Words by Steve Burrows
In Silicon Valley, building twice as fast, for half the cost, to last twice as long is not an impossible dream, writes Steve Burrows
One of the great things about living in San Francisco is that I get to spend my evenings with Silicon Valley start-ups — the closest thing to glimpsing the future. So far, I’ve worked with something like 150, all seeking funding for ideas that aim to revolutionize some aspect of construction.
Silicon Valley is only just waking up to the size of the global construction industry. They’re looking for the next billion-dollar-a-year business. Companies like Apple and Google have been predominantly focused on the consumer market, but now they’ve got to find the next big thing. So they’re branching out into the motor industry with autonomous vehicles, and into healthcare with wearables — and If you look at the top-spending industries in the world, there’s no question that construction is bigger than either retail or motor.
The other reason construction is a target is that it’s barely changed in the last 100 years. It is the only industry in the world in which productivity is lower today than it was at the end of the Second World War. Research shows that between 50% and 90% of labour hours on site add no value at all, while fatality rates are second only to mining. No wonder Silicon Valley thinks it’s ripe for a revolution.
How are they going to do it? First, there are algorithms: anything we do today that is rules-based will be done tomorrow by a machine. This will change the design process, and with it the role of professional advisers. We will be able to run thousands of optimized designs, live, in front of clients, and the trick will be to make decisions when faced with data-rich options. Prefabrication and robotics will see construction taking place in a controlled environment with building information models connecting directly to the tools, in the factory and on site.

= = = = = = =

# JOB 1
From the article on Silicon Valley and construction, return the passage starting at "The other reason" and ending at "for a revolution.".
# JOB 2
Answer these questions using the article on Silicon Valley and construction:
(a) With roughly how many start-ups has the writer worked so far?
(b) Which industry is the only one with fatality rates higher than construction?
(c) According to research, what share of labor hours on site add no value?
# JOB 3
Continue the article on Silicon Valley and construction from its last sentence.

# Saved entries
= = = = = = =

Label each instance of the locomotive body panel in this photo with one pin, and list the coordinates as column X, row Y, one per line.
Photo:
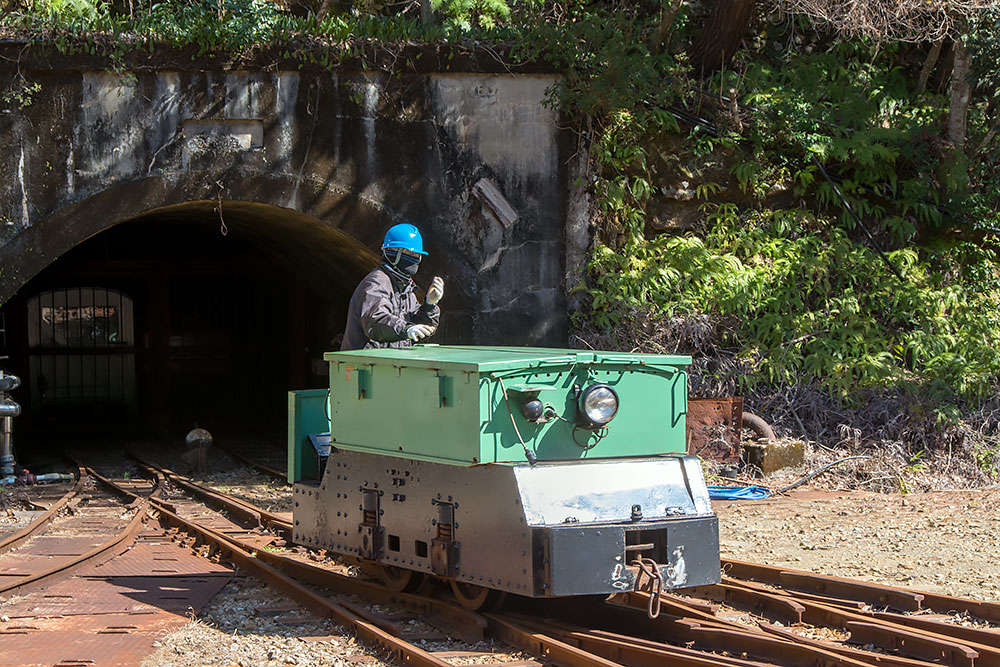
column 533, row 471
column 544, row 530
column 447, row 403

= = = = = = =

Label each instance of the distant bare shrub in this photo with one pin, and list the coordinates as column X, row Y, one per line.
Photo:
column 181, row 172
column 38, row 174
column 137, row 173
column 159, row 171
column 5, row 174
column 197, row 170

= = = = = = =

# TASK OUTPUT 1
The other reason construction is a target is that it’s barely changed in the last 100 years. It is the only industry in the world in which productivity is lower today than it was at the end of the Second World War. Research shows that between 50% and 90% of labour hours on site add no value at all, while fatality rates are second only to mining. No wonder Silicon Valley thinks it’s ripe for a revolution.

# TASK OUTPUT 2
(a) About 150.
(b) Mining.
(c) Between 50% and 90%.

# TASK OUTPUT 3
“Open source is god in the start-up world. They believe that if you share what you’re doing, you will gain from other people helping you. It’s Wikipedia versus Encyclopedia Britannica”
The process will be optimized too, through principles such as LEAN or Advantage Strategy. The boundaries between architect, engineer, constructor and client will blur. There will be far more collaboration between designer and constructor, as contracts converge and modular solutions can be chosen earlier, reducing site labour, increasing speed and assuring quality at significantly lower costs.
The idea of building twice as fast, for half the cost, to last twice as long is not a dream. That’s just the level of change that produces the kind of returns that these start-ups are aiming for. I absolutely believe that it’s possible if we set our minds to it.
Data will be vital in this new world. Learning from one project to another will be expected and knowledge will travel freely around the world via open-source networks. There will inevitably be questions about intellectual property. But the start-ups I work with give their elevator pitch in front of everyone — industry experts, investors, their peers, the competition. They also provide data about how successful their product has been in operation. Open source is god in the start-up world. They believe that if you share what you’re doing, you will gain from other people helping you and giving you free advice. It’s Wikipedia versus Encyclopedia Britannica.
For many of these firms, their concepts are proven and their greatest concern is adoption: how to get the industry to accept change. The most striking thing about start-ups is that they have no fear of the status quo. Instead of starting with the legal or technical reasons why something won’t work, they believe every problem can be solved by technology. There’s a solution to everything, and if somebody says no, it’s just one step closer to a “yes”.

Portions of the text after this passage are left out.